Given passage:
## begin

= Athletics at the 2015 African Games – Men's 4 × 400 metres relay =

The men's 4 × 400 metres relay event at the 2015 African Games was held on 16 and 17 September.

==Medalists==
| KEN Raymond Kibet Alex Sampao Kiprono Koskei Boniface Mweresa | BOT Onkabetse Nkobolo Nijel Amos Leaname Maotoanong Isaac Makwala | ALG Miloud Laradt Miloud Rahmani Sofiane Bouhedda Abdelmalik Lahoulou |

| Gold | Silver | Bronze |
|---|---|---|
| Kenya Raymond Kibet Alex Sampao Kiprono Koskei Boniface Mweresa | Botswana Onkabetse Nkobolo Nijel Amos Leaname Maotoanong Isaac Makwala | Algeria Miloud Laradt Miloud Rahmani Sofiane Bouhedda Abdelmalik Lahoulou |

==Results==
===Heats===
Qualification: First 3 teams of each heat (Q) plus the next 2 fastest (q) qualified for the final.

## end

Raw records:
## begin

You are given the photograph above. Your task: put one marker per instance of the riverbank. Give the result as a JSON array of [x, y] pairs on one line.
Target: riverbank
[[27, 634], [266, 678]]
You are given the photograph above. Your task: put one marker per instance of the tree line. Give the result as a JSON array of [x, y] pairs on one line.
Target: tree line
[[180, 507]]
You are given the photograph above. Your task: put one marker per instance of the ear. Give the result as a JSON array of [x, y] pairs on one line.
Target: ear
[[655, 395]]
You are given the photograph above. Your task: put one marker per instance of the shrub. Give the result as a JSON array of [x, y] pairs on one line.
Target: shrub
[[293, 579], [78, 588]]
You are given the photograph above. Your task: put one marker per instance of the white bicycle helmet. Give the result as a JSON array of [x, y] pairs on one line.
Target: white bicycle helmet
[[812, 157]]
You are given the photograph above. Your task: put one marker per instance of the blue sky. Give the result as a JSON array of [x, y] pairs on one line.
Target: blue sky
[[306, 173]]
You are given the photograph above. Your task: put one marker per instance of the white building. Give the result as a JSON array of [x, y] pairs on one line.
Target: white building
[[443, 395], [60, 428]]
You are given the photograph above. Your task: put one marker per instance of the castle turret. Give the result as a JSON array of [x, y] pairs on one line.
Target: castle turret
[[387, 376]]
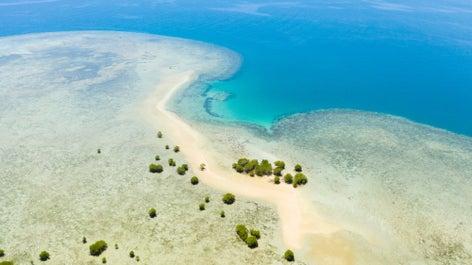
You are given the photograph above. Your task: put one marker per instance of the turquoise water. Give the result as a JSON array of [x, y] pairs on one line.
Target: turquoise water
[[409, 58]]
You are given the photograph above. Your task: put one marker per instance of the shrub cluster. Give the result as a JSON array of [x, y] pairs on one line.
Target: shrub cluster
[[255, 233], [248, 236], [98, 248], [228, 198], [299, 179], [289, 256], [194, 180], [153, 168], [182, 169], [152, 213], [44, 255], [242, 232]]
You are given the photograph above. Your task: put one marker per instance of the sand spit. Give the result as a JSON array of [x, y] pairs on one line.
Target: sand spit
[[295, 217], [66, 94]]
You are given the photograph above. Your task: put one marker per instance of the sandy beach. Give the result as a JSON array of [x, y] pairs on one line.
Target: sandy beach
[[297, 217]]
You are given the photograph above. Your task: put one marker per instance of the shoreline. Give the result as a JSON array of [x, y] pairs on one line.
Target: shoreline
[[297, 218]]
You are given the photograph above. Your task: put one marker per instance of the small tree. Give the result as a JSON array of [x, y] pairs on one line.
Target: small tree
[[278, 171], [277, 180], [228, 198], [242, 232], [194, 180], [152, 213], [280, 164], [288, 178], [252, 242], [255, 233], [153, 168], [98, 248], [289, 256], [299, 179], [181, 171], [44, 255]]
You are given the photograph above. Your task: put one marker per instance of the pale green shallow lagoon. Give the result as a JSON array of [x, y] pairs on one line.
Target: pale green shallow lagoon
[[400, 190]]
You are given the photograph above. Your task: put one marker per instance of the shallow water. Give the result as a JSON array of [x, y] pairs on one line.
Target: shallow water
[[409, 58], [65, 95]]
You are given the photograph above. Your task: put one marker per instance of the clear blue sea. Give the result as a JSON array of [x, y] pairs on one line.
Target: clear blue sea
[[407, 58]]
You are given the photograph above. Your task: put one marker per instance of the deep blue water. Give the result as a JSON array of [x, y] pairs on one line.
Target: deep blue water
[[406, 58]]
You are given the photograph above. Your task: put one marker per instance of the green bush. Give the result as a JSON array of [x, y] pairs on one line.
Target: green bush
[[194, 180], [277, 180], [44, 255], [289, 256], [152, 213], [228, 198], [243, 161], [299, 179], [278, 171], [98, 248], [181, 171], [153, 168], [288, 178], [255, 233], [280, 164], [242, 232], [252, 242]]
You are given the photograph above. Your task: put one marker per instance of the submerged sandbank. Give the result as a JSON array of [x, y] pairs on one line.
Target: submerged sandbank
[[64, 95]]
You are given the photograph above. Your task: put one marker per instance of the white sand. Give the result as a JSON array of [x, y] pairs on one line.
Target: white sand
[[298, 218]]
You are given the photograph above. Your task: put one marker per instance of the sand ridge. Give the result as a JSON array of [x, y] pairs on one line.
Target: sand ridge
[[297, 218]]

## end

Written problem 1: In the relay article, on which dates was the event held?
Written problem 2: Please quote the relay article from "The men's 4" up to and including "for the final.".

Written answer 1: 16 and 17 September.

Written answer 2:
The men's 4 × 400 metres relay event at the 2015 African Games was held on 16 and 17 September.

==Medalists==
| KEN Raymond Kibet Alex Sampao Kiprono Koskei Boniface Mweresa | BOT Onkabetse Nkobolo Nijel Amos Leaname Maotoanong Isaac Makwala | ALG Miloud Laradt Miloud Rahmani Sofiane Bouhedda Abdelmalik Lahoulou |

| Gold | Silver | Bronze |
|---|---|---|
| Kenya Raymond Kibet Alex Sampao Kiprono Koskei Boniface Mweresa | Botswana Onkabetse Nkobolo Nijel Amos Leaname Maotoanong Isaac Makwala | Algeria Miloud Laradt Miloud Rahmani Sofiane Bouhedda Abdelmalik Lahoulou |

==Results==
===Heats===
Qualification: First 3 teams of each heat (Q) plus the next 2 fastest (q) qualified for the final.